_INSTRUCTIONS_:
a: Summarize the passage on raindrop removal in compressed images in two sentences.
b: Resume the passage on raindrop removal in compressed images, continuing from its final sentence.

Opportunity
In real-world applications such as video surveillance and autonomous driving, images captured through windows or camera lenses often suffer from raindrop occlusion, which severely degrades visibility and hampers downstream computer vision tasks. While existing raindrop removal methods, including convolutional neural network (CNN)-based and transformer-based approaches, have made progress, they are primarily designed for uncompressed or lightly compressed images. In practice, images are routinely compressed using standards like JPEG to reduce storage and transmission overhead. This compression introduces additional distortions, such as loss of high-frequency details and blocking artifacts. When raindrop occlusion and compression artifacts are intertwined, the resulting hybrid degradation becomes significantly more complex. Raindrops obscure background textures, while compression erodes high-frequency information in non-raindrop regions. Moreover, block-based coding paradigms can partition raindrops into irregular shapes, corrupting rain-related context and deviating raindrop distributions. Existing methods lack the capability to effectively address this combined challenge, creating a critical gap in restoring compressed images contaminated by raindrops for reliable real-world deployment.

_SOURCE MATERIAL_:
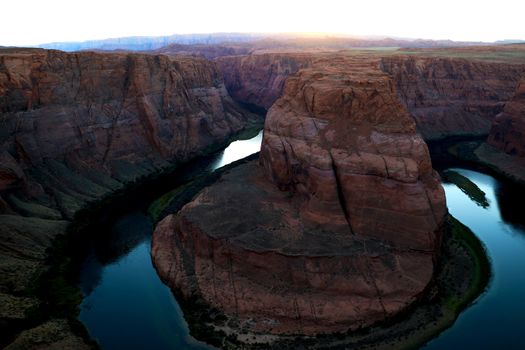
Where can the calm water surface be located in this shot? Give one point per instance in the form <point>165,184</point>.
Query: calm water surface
<point>127,306</point>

_RESPONSES IN ORDER_:
a: Raindrops on windows or camera lenses degrade images in applications such as video surveillance and autonomous driving, and existing CNN-based and transformer-based removal methods are designed mainly for uncompressed or lightly compressed images. Standard compression such as JPEG adds its own distortions and can split raindrops into irregular shapes, producing a hybrid degradation that current methods cannot handle effectively.

b:
Technology
The patent introduces a novel transformer-based architecture named HFGlobalFormer, specifically designed to restore compressed images with raindrops. The core innovation lies in a multi-level approach that integrates global contextual modeling with high-frequency detail recovery. At the framework level, the Low-High-Frequency Transformer (LHFT) module employs dual complementary branches: a low-frequency branch using a self-attention mechanism (e.g., Relative Position Multi-Head Self-Attention) to capture global contextual information under raindrops, and a high-frequency branch utilizing a specially designed High-Frequency Depth-wise Convolution (HFDC) to extract local high-frequency details lost due to compression. At the component level, the HFDC incorporates zero-mean kernels, a constraint inspired by traditional high-pass filters, which suppresses direct current bias and enhances the extraction of high-frequency-dominated features. At the module level, a Low-High-Attention Module (LHAM) adaptively fuses the features from both branches by allocating channel-wise and window-wise importance weights, allowing the model to adjust to diverse degradation patterns across different image regions and channels. The overall system is structured as a hierarchical U-shaped encoder-decoder network with residual learning, facilitating multi-scale feature extraction and reconstruction. This integrated design enables simultaneous removal of raindrops and restoration of compression-induced artifacts.
Advantages
- Outperforms existing raindrop removal methods on compressed images across various compression rates (quality factors), as demonstrated by higher PSNR and SSIM metrics.
- Effectively addresses the hybrid degradation of combined raindrop occlusion and compression artifacts, a scenario not adequately handled by prior art.
- Introduces a high-frequency-friendly design (HFDC with zero-mean kernels) that specifically enhances the recovery of lost textural details.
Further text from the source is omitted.